Given text ::
While common Power Supplies are designed to provide a fixed and constant DC voltage, chargers require a more complex design with different charging phases to assure the longevity of batteries and safety during operation.

To meet the specific charging needs of different types of batteries, industrial chargers are generally designed with several charging phases, including principally a boost voltage-constant current phase, a constant voltage phase, and a float voltage phase.

More advanced industrial chargers use a microcontroller (MCU) design, which detects the charging status of the connected batteries and allows further adjustment between different charging phases.

Nevertheless, it does not mean that chargers are the only option for charging applications nowadays. Advanced technology in power supplies has made it possible to adapt a programmable power supply, with adjustable voltage and current, to the specific charging demands in the field too.



Choosing the adequate DC power source for the battery is critical if one wishes to maintain the battery’s performance. In the following paragraphs, we will be listing down a few criteria which are considered essential when it comes to the selection of proper chargers for the system.


A. Battery Charging Profile

Each battery type has its own specific charging needs and requirements. These requirements are normally defined by the battery manufacturer and listed in their specification. Hence it is important to start by identifying the battery charging profile before further diving into choosing the suitable charger. For the 2 most popular battery types used, we listed 2 example charging curves below:


  • Lead-Acid Battery requires chargers with minimum 3 charging stages. 
lead acid battery stage 1

Image 1: Three Stages for Lead-Acid Battery

  • Lithium-based Battery requires generally chargers with 2 charging stages: first with constant current, followed by constant voltage.

Set tasks ::
1. Translate this sentence from the battery charger text into Spanish: "More advanced industrial chargers use a microcontroller (MCU) design, which detects the charging status of the connected batteries and allows further adjustment between different charging phases."
2. Answer these questions from the battery charger text:
(a) What kind of voltage are common power supplies designed to provide?
(b) Who normally defines each battery type's charging requirements?
(c) How many charging stages does a lithium-based battery generally require, and what are they?
3. Print the stretch of the battery charger text from "Nevertheless, it does" through "the field too.", word for word.
None of the lines below are needed here.

Data ::
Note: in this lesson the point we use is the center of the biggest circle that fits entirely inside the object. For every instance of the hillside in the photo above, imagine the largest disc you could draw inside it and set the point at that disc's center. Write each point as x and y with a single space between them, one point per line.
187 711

Solution list ::
1. Los cargadores industriales más avanzados utilizan un diseño con microcontrolador (MCU), que detecta el estado de carga de las baterías conectadas y permite un ajuste adicional entre las distintas fases de carga.

2.
(a) A fixed and constant DC voltage.
(b) The battery manufacturer.
(c) Two stages: constant current first, then constant voltage.

3.
Nevertheless, it does not mean that chargers are the only option for charging applications nowadays. Advanced technology in power supplies has made it possible to adapt a programmable power supply, with adjustable voltage and current, to the specific charging demands in the field too.